> _CONSIGNE_
Comptez les lignes du matériel ci-dessous qui contiennent la chaîne « tree ». Donnez uniquement ce nombre.

> _DONNÉES SOURCES_

---+---

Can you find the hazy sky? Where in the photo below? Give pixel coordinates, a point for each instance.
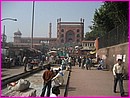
(45, 12)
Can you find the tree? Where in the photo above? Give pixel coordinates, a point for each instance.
(107, 17)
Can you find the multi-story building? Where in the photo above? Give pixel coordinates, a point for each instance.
(70, 32)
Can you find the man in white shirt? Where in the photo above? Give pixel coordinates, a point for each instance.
(55, 91)
(118, 71)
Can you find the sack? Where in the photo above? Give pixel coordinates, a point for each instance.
(20, 85)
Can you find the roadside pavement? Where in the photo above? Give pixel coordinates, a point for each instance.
(93, 83)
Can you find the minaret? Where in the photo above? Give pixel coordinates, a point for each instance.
(50, 30)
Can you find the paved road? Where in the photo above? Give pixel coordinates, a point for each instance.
(35, 79)
(92, 83)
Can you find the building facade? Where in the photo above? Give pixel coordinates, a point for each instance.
(70, 32)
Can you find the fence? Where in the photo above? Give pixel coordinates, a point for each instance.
(116, 36)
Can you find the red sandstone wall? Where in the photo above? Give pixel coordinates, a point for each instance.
(111, 54)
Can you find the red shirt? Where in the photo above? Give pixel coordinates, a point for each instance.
(47, 76)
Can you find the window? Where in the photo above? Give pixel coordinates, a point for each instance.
(77, 40)
(62, 30)
(62, 35)
(62, 41)
(77, 30)
(78, 35)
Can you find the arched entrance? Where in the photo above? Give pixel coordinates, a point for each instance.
(70, 36)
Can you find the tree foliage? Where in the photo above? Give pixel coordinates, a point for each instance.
(107, 17)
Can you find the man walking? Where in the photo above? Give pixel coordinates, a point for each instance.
(47, 76)
(118, 71)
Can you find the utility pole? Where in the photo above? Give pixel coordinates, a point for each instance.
(32, 25)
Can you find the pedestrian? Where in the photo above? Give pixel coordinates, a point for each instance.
(79, 61)
(25, 61)
(118, 72)
(83, 62)
(47, 76)
(70, 62)
(55, 91)
(87, 63)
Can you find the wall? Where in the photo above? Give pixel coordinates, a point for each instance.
(110, 54)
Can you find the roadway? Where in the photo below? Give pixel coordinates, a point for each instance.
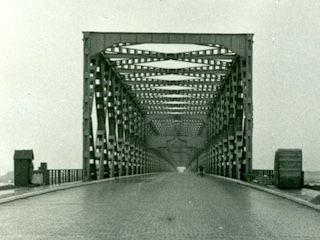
(159, 206)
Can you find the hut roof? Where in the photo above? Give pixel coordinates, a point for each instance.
(23, 154)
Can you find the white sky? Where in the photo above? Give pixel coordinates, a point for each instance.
(41, 69)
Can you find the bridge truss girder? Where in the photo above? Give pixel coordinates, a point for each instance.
(120, 109)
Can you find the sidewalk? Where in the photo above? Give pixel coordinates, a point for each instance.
(26, 192)
(307, 197)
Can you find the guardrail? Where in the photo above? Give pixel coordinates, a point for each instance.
(262, 172)
(57, 176)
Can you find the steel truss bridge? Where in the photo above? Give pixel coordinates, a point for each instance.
(156, 101)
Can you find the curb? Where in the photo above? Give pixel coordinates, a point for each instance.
(63, 187)
(280, 194)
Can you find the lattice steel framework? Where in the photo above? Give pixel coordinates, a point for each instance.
(129, 79)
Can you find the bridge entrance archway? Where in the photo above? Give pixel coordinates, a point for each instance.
(158, 101)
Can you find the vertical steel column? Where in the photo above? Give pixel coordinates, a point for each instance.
(247, 77)
(126, 131)
(87, 108)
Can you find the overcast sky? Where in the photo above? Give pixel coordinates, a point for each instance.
(41, 69)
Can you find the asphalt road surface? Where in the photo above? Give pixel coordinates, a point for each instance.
(159, 206)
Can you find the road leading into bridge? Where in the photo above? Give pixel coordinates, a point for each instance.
(159, 206)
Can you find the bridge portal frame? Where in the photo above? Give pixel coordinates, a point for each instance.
(121, 128)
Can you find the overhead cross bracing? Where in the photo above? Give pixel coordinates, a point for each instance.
(186, 95)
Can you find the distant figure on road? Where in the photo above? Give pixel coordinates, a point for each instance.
(201, 170)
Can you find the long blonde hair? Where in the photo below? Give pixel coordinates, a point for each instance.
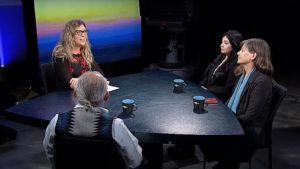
(64, 47)
(262, 62)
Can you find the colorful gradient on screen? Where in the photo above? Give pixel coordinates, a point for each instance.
(114, 26)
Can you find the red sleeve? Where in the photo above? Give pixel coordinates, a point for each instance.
(62, 70)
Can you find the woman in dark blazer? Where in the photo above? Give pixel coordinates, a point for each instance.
(250, 102)
(219, 79)
(219, 76)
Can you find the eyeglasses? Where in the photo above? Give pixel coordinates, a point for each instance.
(80, 32)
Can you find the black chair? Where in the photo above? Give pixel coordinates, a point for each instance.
(278, 95)
(75, 152)
(49, 77)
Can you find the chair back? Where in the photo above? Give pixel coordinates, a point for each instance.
(75, 152)
(49, 77)
(278, 95)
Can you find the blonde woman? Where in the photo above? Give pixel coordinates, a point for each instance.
(72, 55)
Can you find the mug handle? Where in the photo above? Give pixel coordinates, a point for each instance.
(134, 107)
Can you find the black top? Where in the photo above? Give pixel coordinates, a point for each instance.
(65, 69)
(221, 82)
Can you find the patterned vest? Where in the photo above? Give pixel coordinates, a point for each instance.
(81, 122)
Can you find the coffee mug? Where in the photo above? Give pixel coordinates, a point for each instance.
(199, 102)
(128, 106)
(179, 85)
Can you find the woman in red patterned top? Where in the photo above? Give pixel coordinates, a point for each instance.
(72, 55)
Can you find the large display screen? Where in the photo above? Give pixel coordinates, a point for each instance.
(114, 26)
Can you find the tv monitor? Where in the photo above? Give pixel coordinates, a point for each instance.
(114, 27)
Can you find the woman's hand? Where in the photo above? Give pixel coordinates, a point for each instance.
(73, 82)
(204, 87)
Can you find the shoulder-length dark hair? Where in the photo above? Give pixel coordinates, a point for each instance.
(235, 38)
(262, 62)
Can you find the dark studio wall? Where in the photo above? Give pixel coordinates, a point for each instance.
(274, 21)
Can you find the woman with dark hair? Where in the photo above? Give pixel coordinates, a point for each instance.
(72, 55)
(219, 76)
(250, 102)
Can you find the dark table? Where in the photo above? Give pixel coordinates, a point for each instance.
(162, 115)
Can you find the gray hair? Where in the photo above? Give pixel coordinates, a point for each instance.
(91, 89)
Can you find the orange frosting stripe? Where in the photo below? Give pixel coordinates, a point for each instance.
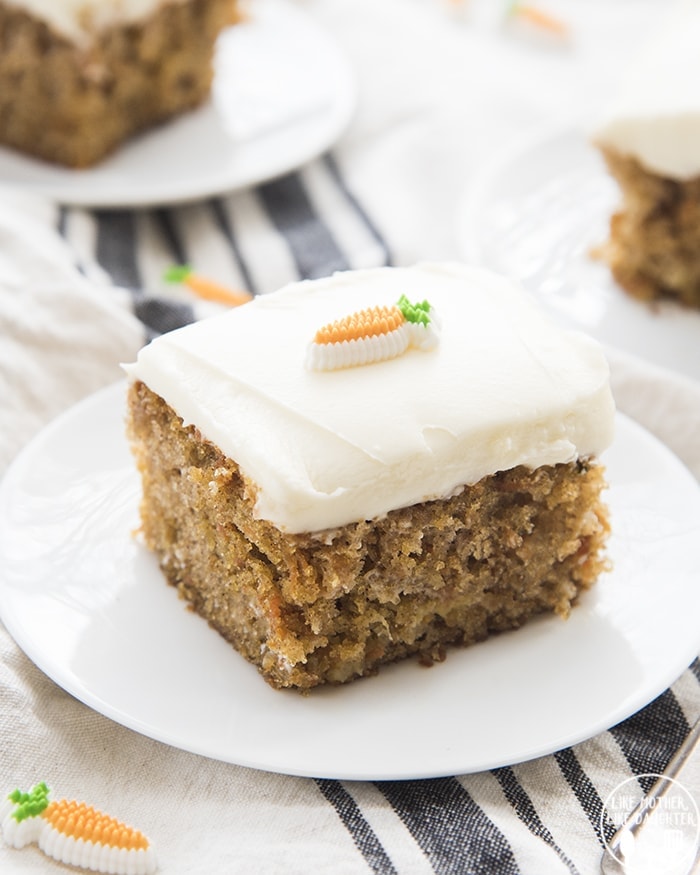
(365, 323)
(81, 821)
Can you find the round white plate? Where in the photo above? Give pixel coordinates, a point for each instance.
(89, 606)
(536, 214)
(282, 94)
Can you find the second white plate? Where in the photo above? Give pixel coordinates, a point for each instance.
(282, 94)
(536, 214)
(90, 607)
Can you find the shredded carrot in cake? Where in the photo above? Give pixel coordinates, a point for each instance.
(539, 18)
(206, 288)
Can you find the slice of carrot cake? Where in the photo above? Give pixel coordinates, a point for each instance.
(79, 77)
(378, 464)
(650, 139)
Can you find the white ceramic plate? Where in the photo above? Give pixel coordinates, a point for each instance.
(536, 213)
(282, 94)
(89, 606)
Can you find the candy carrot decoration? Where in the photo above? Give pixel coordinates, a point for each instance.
(372, 335)
(205, 288)
(539, 18)
(74, 833)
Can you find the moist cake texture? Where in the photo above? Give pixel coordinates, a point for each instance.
(650, 141)
(328, 521)
(79, 78)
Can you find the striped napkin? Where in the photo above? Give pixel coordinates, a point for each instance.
(82, 290)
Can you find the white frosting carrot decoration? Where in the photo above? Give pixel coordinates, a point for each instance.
(373, 335)
(74, 833)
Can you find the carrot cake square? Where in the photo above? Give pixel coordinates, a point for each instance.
(650, 140)
(79, 77)
(379, 464)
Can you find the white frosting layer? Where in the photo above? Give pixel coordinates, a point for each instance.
(654, 116)
(78, 19)
(502, 387)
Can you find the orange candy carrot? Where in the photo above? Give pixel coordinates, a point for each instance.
(205, 288)
(74, 833)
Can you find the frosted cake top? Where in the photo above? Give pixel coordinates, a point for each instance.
(78, 19)
(498, 387)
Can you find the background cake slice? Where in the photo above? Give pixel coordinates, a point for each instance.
(326, 521)
(650, 139)
(79, 77)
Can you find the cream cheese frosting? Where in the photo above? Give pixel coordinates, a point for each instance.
(502, 387)
(79, 19)
(654, 114)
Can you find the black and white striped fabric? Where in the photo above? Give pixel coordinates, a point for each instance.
(534, 818)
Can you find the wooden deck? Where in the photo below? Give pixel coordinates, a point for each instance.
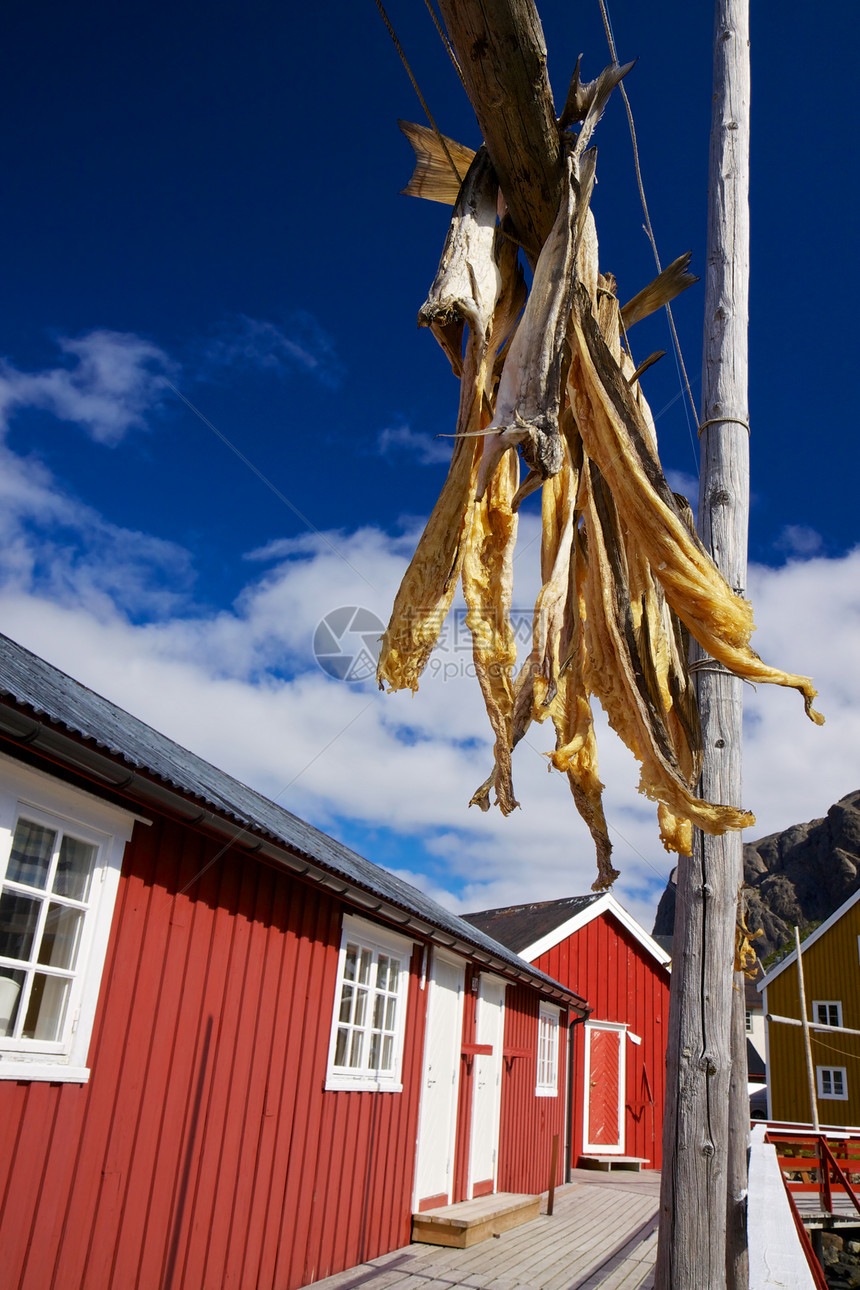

---+---

> _RÉSULTAT OBTENU_
2